## What you need to do
Write out the bit rot post again, everything from "Learn that mitigation" down to "corrupted now. (late)", and swap "HP RAID cards" for "LSI RAID cards" each time it occurs.

## Given passage
• • • • •

TThe ZFS gang, will take issues with this list. (make them prove it, and the can on some...)
BIT ROT (oxymoron?)(yes sectors fail, but bits never ever rot)
The folks using this silly word phase are only confusing facts, in fact that is not "IT" nor Industry used phase, they should say "DATA corruption." or FILE.
The could call it Sector Rot and be way more accurate. Even Sector Fungus. LOL.
Please stop calling it ROT. ok>? (only dead plants and animals rot dead) I call pure TOMMY ROT.
The next lie is they pretend that Sectors last forever, sorry that dream is lie too, learn: Backup, Backup, Backup,Backup,Backup,Backup,Backup,Backup,Backup,Backup,Backup,Backup,Backup,Backup,Backup,!
learn to roll them, do not overwrite older backups. ROLL them , stack them like you do cut firewood.
Learn that mitigation is your job. (sorry humans still run the earth not robots , no SKYNET YET, LOL)
Your job or my HP RAID cards job, is to tell me before drives are dead, or near dead or are dead now, or are now full of dead sectors seen here.
The reason you have corruption is because you failed to look first. Then you suffered the OS telling you the files are corrupted now. (late)
One silly Google report says SMART is not effective, well gee guys you did that test way way before SMART matured in 2010,, wow. just wow what silly comments by them. (SMART EVOLVED over time) TIME MATTERS.

• • • • •

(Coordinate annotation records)
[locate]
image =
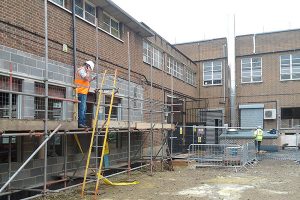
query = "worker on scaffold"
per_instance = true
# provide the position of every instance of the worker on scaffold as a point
(258, 135)
(82, 81)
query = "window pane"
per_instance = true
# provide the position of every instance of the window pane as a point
(114, 24)
(79, 3)
(106, 19)
(207, 82)
(256, 78)
(285, 76)
(246, 79)
(285, 57)
(296, 76)
(90, 9)
(59, 2)
(217, 81)
(246, 60)
(89, 17)
(79, 11)
(115, 32)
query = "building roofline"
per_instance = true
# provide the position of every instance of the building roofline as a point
(156, 34)
(271, 32)
(113, 9)
(199, 41)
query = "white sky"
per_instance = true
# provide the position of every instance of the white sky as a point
(181, 21)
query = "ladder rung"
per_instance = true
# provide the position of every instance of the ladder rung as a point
(96, 157)
(97, 146)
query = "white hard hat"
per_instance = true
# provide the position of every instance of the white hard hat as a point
(90, 63)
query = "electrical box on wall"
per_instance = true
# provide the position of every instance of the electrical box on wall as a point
(65, 48)
(269, 113)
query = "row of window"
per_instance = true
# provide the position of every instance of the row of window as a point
(153, 56)
(251, 70)
(87, 10)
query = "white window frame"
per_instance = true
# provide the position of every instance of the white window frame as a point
(111, 27)
(152, 55)
(291, 67)
(189, 76)
(251, 70)
(84, 11)
(63, 3)
(212, 71)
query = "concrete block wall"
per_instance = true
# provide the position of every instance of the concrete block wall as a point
(32, 66)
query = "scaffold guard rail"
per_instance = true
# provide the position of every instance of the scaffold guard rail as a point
(222, 155)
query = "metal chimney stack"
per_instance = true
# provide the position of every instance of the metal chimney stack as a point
(231, 63)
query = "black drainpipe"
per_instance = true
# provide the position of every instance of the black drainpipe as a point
(74, 38)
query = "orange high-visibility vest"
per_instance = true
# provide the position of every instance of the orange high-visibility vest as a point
(83, 86)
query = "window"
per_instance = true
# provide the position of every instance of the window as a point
(79, 7)
(55, 107)
(116, 109)
(111, 25)
(85, 10)
(212, 73)
(90, 12)
(5, 99)
(251, 70)
(174, 67)
(4, 149)
(290, 117)
(189, 76)
(152, 55)
(59, 2)
(290, 67)
(55, 146)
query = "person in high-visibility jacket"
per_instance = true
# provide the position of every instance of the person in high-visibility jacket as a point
(106, 155)
(82, 81)
(258, 135)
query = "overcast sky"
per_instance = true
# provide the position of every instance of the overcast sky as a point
(180, 21)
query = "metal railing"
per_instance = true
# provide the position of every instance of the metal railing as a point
(222, 155)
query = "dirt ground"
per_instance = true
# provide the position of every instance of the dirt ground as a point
(269, 179)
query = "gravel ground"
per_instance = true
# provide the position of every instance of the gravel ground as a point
(269, 179)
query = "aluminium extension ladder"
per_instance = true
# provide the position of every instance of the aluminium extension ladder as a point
(94, 138)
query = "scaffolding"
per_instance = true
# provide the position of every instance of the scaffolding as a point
(49, 99)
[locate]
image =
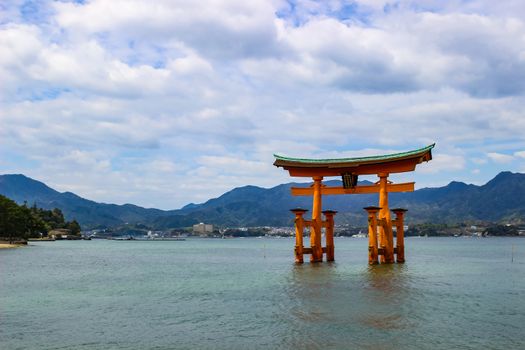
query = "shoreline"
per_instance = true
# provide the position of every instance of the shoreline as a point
(10, 246)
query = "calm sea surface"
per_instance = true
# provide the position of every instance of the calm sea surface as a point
(453, 293)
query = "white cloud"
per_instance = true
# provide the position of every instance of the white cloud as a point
(166, 103)
(500, 157)
(520, 154)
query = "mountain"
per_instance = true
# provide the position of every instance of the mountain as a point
(88, 213)
(502, 198)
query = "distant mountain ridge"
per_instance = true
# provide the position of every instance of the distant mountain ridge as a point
(502, 198)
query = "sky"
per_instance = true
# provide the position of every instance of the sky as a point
(167, 102)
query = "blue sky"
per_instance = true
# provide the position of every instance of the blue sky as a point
(169, 102)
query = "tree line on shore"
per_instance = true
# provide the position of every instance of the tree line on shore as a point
(21, 221)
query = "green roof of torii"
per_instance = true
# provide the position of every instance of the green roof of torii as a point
(283, 161)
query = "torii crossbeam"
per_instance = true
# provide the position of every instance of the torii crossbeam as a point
(350, 169)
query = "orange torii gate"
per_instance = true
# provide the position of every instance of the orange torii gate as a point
(381, 249)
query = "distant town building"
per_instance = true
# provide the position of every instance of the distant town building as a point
(202, 228)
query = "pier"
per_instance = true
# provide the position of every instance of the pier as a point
(381, 247)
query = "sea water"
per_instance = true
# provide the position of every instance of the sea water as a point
(452, 293)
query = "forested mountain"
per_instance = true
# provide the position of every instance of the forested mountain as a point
(501, 199)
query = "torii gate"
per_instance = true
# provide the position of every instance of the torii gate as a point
(350, 168)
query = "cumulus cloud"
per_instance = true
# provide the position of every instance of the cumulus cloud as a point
(500, 158)
(174, 102)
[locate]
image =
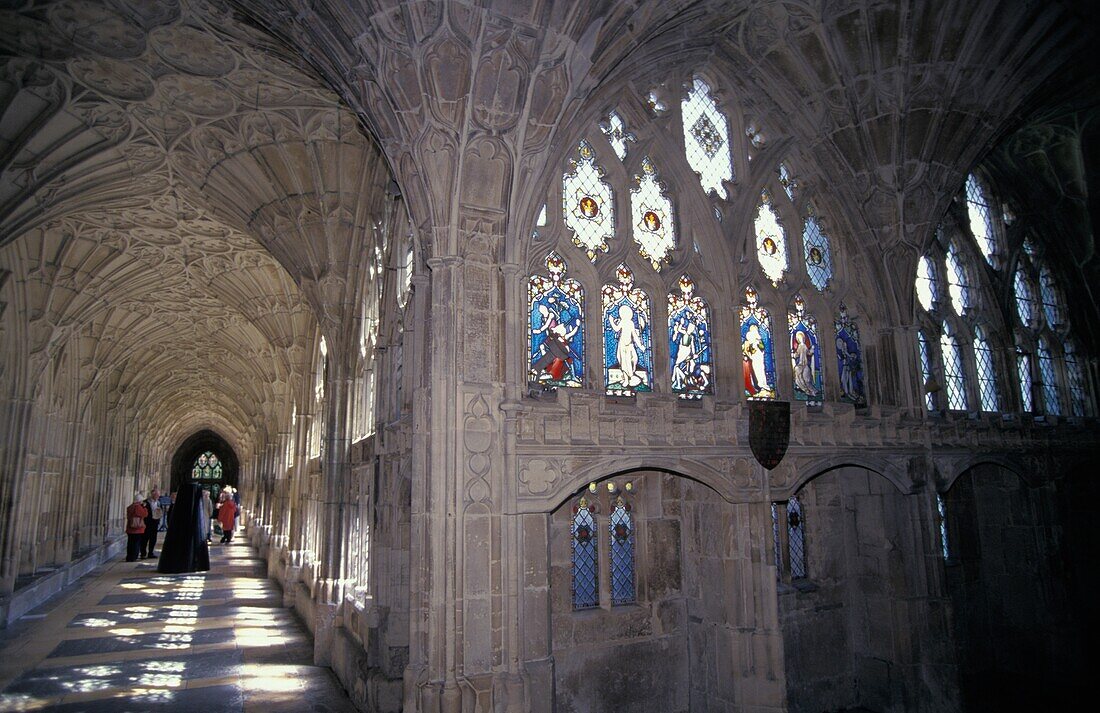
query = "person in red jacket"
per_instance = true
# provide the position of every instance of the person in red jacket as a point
(135, 526)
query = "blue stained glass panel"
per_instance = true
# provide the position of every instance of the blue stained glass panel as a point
(585, 557)
(622, 535)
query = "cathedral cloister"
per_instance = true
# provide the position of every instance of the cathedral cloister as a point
(652, 355)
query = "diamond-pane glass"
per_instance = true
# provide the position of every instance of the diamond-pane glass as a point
(981, 222)
(1026, 306)
(1052, 402)
(930, 397)
(818, 258)
(987, 374)
(770, 240)
(587, 203)
(651, 210)
(954, 376)
(622, 534)
(585, 557)
(958, 286)
(796, 538)
(706, 139)
(925, 284)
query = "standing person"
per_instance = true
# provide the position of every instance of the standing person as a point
(135, 527)
(152, 523)
(227, 511)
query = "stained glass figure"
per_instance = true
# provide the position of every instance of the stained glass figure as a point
(954, 376)
(1026, 305)
(925, 349)
(614, 128)
(926, 284)
(1052, 299)
(758, 355)
(958, 285)
(987, 374)
(587, 203)
(706, 139)
(556, 307)
(805, 353)
(585, 556)
(622, 536)
(796, 538)
(628, 352)
(690, 342)
(981, 221)
(653, 227)
(1052, 402)
(770, 240)
(817, 254)
(849, 358)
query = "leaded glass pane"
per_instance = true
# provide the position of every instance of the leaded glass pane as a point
(987, 374)
(622, 535)
(981, 222)
(690, 342)
(958, 286)
(1052, 402)
(587, 203)
(628, 351)
(706, 139)
(926, 286)
(617, 135)
(556, 309)
(805, 353)
(653, 227)
(817, 255)
(758, 355)
(585, 556)
(930, 397)
(954, 376)
(770, 240)
(849, 358)
(796, 538)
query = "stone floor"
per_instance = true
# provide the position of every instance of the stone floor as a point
(128, 638)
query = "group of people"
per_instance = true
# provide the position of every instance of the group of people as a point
(146, 516)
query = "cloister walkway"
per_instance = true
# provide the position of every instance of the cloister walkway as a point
(131, 639)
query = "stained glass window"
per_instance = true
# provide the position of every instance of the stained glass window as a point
(805, 353)
(690, 342)
(1077, 393)
(758, 355)
(925, 349)
(653, 227)
(987, 373)
(622, 536)
(585, 556)
(958, 285)
(587, 203)
(617, 135)
(981, 221)
(849, 357)
(817, 254)
(556, 308)
(1052, 300)
(954, 376)
(926, 286)
(1026, 305)
(796, 538)
(207, 468)
(770, 240)
(628, 352)
(1023, 374)
(1046, 371)
(706, 139)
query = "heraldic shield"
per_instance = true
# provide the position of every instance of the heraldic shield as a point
(769, 430)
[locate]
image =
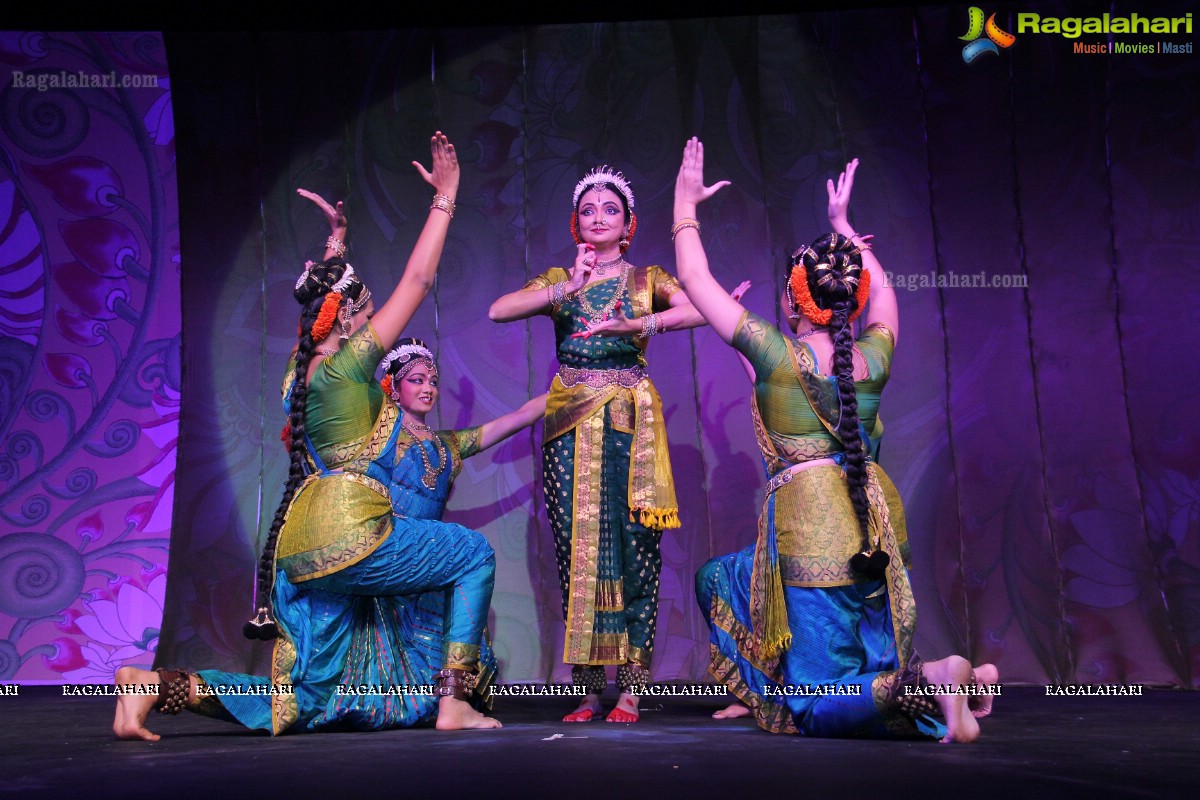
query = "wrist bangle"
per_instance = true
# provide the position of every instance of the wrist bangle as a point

• • • • •

## Written response
Learn that mitigation is your job. (sorry humans still run the earth not robots , no SKYNET YET, LOL)
Your job or my LSI RAID cards job, is to tell me before drives are dead, or near dead or are dead now, or are now full of dead sectors seen here.
The reason you have corruption is because you failed to look first. Then you suffered the OS telling you the files are corrupted now. (late)